**Page excerpt**:

Re: [AMBER] BUG and FIX: pmemd crashes when vlimit exceeded. .

From: Jason Swails <jason.swails.gmail.com>
Date: Wed, 11 Aug 2010 17:45:41 -0400

On Wed, Aug 11, 2010 at 5:29 PM, <Don.Bashford.stjude.org> wrote:

> A few things:
>
> Many years ago, I wrote an MPI program and made the mistake of letting
> all the nodes write to stdout (or was it stderr) and the result was
> just chaotic output files with interleaved output from different
> nodes. But I've recently noticed that seemingly minor tweaks that our
> system managers make to the cluster can have big impacts on the
> performance of MPI programs.
>
> Come to think of it, it's pretty weird that a write to mdout, which I
> had assigned to a specific *.out file, ends up in standard output.
> (In this case stout is some file like, prod1.o411897, which the Sun
> Grid Engine queue system assigns.

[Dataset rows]
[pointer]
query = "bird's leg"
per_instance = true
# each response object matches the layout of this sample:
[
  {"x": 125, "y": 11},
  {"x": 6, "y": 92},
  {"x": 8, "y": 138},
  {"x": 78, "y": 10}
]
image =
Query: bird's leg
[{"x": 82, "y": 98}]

**Tasks to perform**:
(A) Duplicate the part of the AMBER mailing-list post that opens with the words "From: Jason Swails" and closes with "of MPI programs.".
(B) According to the AMBER mailing-list post, which queue system assigns the standard output file?
(C) List every piece of software, programming standard and queue system that the AMBER mailing-list post names, including those in its subject line.

**The results**:
(A)
From: Jason Swails <jason.swails.gmail.com>
Date: Wed, 11 Aug 2010 17:45:41 -0400

On Wed, Aug 11, 2010 at 5:29 PM, <Don.Bashford.stjude.org> wrote:

> A few things:
>
> Many years ago, I wrote an MPI program and made the mistake of letting
> all the nodes write to stdout (or was it stderr) and the result was
> just chaotic output files with interleaved output from different
> nodes. But I've recently noticed that seemingly minor tweaks that our
> system managers make to the cluster can have big impacts on the
> performance of MPI programs.

(B) The Sun Grid Engine queue system.

(C) AMBER, pmemd, MPI, Sun Grid Engine